## Given exercise
Rewrite the stretch from the line containing "Q: What bounding box encloses the red rash on chin?" through the end of the data, swapping "integer" for "whole-number" and leaving everything else unchanged.

## Given information
============================================================
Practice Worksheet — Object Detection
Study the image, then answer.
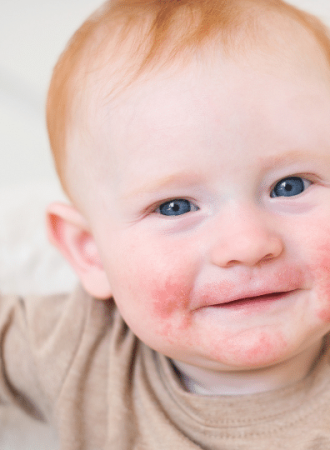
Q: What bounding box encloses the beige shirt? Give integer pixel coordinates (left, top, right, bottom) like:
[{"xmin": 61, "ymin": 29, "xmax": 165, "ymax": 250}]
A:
[{"xmin": 0, "ymin": 288, "xmax": 330, "ymax": 450}]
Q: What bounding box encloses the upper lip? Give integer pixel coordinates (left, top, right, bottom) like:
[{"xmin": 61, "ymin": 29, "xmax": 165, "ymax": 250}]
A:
[{"xmin": 196, "ymin": 288, "xmax": 298, "ymax": 309}]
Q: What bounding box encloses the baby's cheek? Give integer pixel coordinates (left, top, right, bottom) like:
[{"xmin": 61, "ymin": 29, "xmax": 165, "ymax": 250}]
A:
[{"xmin": 310, "ymin": 241, "xmax": 330, "ymax": 322}]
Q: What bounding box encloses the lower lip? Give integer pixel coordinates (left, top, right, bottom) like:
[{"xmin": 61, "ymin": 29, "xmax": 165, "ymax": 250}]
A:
[{"xmin": 214, "ymin": 291, "xmax": 293, "ymax": 312}]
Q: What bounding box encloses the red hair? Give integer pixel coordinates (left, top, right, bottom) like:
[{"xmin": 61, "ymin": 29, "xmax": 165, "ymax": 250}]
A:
[{"xmin": 47, "ymin": 0, "xmax": 330, "ymax": 190}]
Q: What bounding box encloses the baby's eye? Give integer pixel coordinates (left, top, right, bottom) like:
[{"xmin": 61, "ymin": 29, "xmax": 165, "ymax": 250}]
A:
[
  {"xmin": 156, "ymin": 198, "xmax": 198, "ymax": 216},
  {"xmin": 270, "ymin": 177, "xmax": 311, "ymax": 197}
]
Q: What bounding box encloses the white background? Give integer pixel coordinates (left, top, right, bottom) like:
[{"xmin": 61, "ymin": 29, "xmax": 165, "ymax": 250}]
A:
[
  {"xmin": 0, "ymin": 0, "xmax": 330, "ymax": 450},
  {"xmin": 0, "ymin": 0, "xmax": 330, "ymax": 192}
]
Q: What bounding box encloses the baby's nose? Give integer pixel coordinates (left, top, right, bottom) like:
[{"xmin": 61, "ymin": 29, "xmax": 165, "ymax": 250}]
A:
[{"xmin": 211, "ymin": 210, "xmax": 284, "ymax": 267}]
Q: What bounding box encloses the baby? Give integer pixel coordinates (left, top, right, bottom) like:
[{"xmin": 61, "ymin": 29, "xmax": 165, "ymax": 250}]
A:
[{"xmin": 0, "ymin": 0, "xmax": 330, "ymax": 450}]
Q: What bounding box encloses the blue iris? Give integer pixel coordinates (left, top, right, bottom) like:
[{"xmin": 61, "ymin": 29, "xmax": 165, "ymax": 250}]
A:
[
  {"xmin": 270, "ymin": 177, "xmax": 305, "ymax": 197},
  {"xmin": 159, "ymin": 199, "xmax": 192, "ymax": 216}
]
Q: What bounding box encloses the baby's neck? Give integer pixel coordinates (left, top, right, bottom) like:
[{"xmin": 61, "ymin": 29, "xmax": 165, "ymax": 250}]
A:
[{"xmin": 172, "ymin": 342, "xmax": 322, "ymax": 395}]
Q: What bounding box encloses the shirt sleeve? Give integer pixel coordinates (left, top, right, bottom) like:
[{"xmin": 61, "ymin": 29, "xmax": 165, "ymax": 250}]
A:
[{"xmin": 0, "ymin": 287, "xmax": 88, "ymax": 420}]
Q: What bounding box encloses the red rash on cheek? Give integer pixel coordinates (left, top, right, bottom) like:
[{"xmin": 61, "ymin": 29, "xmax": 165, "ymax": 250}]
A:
[
  {"xmin": 150, "ymin": 281, "xmax": 189, "ymax": 319},
  {"xmin": 310, "ymin": 242, "xmax": 330, "ymax": 322}
]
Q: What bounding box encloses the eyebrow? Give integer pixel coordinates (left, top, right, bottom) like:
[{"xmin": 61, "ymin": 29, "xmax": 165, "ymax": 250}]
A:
[
  {"xmin": 123, "ymin": 149, "xmax": 330, "ymax": 199},
  {"xmin": 264, "ymin": 149, "xmax": 330, "ymax": 170},
  {"xmin": 123, "ymin": 171, "xmax": 200, "ymax": 198}
]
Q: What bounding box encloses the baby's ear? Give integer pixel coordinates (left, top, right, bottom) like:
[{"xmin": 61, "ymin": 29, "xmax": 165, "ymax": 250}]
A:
[{"xmin": 47, "ymin": 203, "xmax": 111, "ymax": 299}]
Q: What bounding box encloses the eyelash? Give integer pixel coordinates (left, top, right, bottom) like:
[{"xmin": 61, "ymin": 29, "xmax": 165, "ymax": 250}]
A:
[
  {"xmin": 270, "ymin": 175, "xmax": 313, "ymax": 198},
  {"xmin": 153, "ymin": 175, "xmax": 314, "ymax": 217},
  {"xmin": 154, "ymin": 198, "xmax": 199, "ymax": 217}
]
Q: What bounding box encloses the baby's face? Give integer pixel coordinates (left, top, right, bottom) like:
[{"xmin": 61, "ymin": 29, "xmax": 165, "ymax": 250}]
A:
[{"xmin": 75, "ymin": 47, "xmax": 330, "ymax": 370}]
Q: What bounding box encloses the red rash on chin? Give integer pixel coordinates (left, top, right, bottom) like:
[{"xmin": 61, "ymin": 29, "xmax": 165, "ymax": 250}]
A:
[{"xmin": 217, "ymin": 330, "xmax": 287, "ymax": 366}]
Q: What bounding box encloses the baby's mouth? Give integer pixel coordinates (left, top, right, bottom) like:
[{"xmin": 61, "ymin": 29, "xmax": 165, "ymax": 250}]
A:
[{"xmin": 211, "ymin": 291, "xmax": 294, "ymax": 308}]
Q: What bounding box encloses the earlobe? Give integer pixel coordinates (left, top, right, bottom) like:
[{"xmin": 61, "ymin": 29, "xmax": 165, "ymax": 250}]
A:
============================================================
## Solution for this exercise
Q: What bounding box encloses the red rash on chin? Give whole-number pixel coordinates (left, top, right, bottom) like:
[{"xmin": 61, "ymin": 29, "xmax": 165, "ymax": 250}]
A:
[{"xmin": 217, "ymin": 330, "xmax": 287, "ymax": 366}]
Q: What bounding box encloses the baby's mouth? Give whole-number pixel coordinates (left, top, right, bottom) like:
[{"xmin": 61, "ymin": 29, "xmax": 165, "ymax": 250}]
A:
[{"xmin": 211, "ymin": 291, "xmax": 294, "ymax": 308}]
Q: What bounding box encloses the earlobe? Give whole-number pixel coordinates (left, top, right, bottom) like:
[{"xmin": 61, "ymin": 29, "xmax": 165, "ymax": 250}]
A:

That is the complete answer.